**Data for this exercise:**
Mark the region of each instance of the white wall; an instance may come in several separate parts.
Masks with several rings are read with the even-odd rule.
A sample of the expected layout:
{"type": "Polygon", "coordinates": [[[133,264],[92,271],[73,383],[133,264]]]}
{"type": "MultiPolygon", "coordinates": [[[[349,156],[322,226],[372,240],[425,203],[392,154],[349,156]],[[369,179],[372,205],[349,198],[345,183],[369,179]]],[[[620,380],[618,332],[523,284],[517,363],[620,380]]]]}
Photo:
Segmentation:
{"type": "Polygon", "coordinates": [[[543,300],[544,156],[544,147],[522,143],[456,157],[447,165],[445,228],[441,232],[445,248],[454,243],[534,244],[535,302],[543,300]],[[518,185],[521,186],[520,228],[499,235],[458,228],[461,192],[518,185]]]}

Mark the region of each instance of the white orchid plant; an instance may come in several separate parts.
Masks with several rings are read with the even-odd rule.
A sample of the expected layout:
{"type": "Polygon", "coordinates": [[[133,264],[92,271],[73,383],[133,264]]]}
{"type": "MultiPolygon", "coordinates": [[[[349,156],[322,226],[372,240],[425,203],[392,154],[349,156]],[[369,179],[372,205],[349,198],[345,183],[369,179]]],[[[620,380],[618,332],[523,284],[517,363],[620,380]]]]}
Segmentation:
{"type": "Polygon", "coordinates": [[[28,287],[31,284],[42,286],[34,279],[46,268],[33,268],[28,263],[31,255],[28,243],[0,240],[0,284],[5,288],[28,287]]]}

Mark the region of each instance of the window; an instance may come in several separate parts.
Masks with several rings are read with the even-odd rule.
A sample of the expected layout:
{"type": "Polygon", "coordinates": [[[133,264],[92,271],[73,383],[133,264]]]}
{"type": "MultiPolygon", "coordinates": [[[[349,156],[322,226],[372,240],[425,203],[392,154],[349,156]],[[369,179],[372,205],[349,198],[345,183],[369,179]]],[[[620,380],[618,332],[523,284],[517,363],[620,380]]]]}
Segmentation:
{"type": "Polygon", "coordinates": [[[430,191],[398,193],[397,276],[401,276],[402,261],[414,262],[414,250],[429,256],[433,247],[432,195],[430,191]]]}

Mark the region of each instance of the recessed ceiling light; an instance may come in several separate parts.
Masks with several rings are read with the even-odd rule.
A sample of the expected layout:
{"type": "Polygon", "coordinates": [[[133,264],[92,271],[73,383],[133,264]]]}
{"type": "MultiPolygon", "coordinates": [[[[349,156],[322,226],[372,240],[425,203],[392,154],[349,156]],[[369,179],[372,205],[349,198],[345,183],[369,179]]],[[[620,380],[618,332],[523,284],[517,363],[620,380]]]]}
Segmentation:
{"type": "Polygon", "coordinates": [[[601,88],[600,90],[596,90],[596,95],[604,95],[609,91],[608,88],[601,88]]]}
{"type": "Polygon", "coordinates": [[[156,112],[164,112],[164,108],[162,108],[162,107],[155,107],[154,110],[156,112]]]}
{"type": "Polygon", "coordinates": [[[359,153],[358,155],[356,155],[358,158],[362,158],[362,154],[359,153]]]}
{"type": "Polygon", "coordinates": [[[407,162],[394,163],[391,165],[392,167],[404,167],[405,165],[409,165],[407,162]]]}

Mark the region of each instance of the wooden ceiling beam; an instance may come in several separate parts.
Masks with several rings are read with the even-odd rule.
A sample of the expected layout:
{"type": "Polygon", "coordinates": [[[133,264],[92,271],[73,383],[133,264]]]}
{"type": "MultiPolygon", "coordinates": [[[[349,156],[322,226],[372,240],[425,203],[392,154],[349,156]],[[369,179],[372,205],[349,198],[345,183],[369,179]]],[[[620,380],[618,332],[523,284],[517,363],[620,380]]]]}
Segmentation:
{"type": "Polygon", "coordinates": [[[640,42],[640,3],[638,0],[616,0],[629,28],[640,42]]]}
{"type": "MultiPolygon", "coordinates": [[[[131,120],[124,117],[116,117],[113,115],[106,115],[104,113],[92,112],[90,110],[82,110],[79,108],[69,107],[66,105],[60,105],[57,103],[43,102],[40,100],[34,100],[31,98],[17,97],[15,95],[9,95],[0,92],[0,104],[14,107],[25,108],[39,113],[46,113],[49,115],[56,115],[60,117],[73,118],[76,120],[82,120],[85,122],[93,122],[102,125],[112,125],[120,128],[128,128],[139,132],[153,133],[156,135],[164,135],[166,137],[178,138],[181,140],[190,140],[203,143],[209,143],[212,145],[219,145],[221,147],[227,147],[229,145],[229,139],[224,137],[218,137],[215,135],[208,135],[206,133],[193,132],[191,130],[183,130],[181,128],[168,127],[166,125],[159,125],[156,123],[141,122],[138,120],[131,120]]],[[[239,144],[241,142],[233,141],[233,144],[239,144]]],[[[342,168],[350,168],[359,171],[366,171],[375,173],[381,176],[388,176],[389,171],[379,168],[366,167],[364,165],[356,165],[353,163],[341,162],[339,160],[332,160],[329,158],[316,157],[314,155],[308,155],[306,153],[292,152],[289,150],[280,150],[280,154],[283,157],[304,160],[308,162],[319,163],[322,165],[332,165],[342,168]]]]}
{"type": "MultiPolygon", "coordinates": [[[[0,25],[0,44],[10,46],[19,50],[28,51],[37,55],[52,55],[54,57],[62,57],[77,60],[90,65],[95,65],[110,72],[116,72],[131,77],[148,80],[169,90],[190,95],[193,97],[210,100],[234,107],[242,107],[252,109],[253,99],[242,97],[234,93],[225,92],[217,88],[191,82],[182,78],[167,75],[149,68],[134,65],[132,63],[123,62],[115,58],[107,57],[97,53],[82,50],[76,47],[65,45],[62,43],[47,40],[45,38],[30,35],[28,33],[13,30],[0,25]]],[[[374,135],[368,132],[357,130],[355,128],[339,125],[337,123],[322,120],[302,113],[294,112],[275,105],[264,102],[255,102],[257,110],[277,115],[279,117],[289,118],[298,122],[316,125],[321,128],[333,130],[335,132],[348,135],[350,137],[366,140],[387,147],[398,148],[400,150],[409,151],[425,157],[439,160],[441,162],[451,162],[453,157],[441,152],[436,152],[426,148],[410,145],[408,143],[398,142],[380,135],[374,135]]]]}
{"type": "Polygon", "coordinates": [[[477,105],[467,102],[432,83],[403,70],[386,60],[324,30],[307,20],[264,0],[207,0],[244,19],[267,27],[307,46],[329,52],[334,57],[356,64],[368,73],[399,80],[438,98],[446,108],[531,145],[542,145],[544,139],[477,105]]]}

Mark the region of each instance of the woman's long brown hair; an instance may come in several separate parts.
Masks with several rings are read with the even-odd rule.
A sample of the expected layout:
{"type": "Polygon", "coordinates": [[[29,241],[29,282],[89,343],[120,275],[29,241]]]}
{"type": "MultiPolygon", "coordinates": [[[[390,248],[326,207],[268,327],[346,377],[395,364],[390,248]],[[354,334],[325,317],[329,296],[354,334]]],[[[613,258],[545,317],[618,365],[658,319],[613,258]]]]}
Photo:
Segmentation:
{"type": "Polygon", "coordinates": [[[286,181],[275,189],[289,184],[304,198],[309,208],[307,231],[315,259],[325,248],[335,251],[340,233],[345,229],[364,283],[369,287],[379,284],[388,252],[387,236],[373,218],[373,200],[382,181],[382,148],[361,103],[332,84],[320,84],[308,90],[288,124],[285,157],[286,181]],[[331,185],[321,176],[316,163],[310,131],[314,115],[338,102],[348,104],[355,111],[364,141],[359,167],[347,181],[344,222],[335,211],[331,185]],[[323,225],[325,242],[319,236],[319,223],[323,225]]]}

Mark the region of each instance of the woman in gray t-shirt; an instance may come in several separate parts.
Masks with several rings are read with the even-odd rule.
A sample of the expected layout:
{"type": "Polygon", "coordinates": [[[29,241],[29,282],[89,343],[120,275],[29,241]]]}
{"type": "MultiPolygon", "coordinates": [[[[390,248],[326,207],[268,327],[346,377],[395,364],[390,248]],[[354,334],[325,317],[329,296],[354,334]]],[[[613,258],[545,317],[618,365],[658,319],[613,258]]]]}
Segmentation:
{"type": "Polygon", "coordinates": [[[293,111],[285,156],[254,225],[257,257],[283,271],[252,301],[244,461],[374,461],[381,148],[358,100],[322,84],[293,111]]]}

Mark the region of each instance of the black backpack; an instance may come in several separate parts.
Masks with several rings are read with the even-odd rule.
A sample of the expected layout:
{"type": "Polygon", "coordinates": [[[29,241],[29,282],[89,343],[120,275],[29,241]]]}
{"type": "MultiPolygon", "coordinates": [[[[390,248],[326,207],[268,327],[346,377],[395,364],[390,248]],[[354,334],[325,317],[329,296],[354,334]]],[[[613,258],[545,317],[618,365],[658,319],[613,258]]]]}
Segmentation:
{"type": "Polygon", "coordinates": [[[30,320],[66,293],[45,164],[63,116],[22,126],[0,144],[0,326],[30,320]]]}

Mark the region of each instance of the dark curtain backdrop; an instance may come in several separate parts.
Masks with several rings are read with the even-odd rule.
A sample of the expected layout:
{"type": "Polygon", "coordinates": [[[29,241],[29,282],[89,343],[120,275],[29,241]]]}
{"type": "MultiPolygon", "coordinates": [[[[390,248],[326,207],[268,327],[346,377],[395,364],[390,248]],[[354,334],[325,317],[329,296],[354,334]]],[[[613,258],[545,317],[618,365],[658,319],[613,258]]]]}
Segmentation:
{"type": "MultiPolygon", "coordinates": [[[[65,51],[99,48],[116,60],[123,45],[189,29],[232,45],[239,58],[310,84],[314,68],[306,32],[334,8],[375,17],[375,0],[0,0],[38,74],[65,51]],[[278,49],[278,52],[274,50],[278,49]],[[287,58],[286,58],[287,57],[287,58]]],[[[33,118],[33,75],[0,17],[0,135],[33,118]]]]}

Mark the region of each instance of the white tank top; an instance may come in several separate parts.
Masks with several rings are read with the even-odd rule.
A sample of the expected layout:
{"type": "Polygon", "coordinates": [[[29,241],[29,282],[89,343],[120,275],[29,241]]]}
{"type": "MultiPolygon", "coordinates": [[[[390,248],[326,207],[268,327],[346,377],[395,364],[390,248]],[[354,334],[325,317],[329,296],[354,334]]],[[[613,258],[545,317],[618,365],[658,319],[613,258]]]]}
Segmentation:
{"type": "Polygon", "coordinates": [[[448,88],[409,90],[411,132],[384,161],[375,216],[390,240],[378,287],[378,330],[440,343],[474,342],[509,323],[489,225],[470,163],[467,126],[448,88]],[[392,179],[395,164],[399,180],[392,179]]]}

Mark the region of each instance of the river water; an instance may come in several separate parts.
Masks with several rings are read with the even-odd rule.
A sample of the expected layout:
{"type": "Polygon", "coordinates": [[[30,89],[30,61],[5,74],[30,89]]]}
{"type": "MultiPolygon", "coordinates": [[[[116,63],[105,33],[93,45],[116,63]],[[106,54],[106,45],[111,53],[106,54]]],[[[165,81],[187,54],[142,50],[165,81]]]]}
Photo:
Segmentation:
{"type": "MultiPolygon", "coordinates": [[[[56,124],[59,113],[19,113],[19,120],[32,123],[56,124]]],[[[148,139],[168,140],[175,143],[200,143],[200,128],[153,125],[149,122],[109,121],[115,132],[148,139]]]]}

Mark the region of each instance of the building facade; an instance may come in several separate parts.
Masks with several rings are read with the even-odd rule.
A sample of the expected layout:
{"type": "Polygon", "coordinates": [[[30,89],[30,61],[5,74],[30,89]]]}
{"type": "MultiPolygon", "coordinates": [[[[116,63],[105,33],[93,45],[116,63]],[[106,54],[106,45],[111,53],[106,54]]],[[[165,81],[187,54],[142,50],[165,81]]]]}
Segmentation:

**Problem statement:**
Tell how many lines of the data above hold the string "white". Give only the number.

**Solved exercise:**
3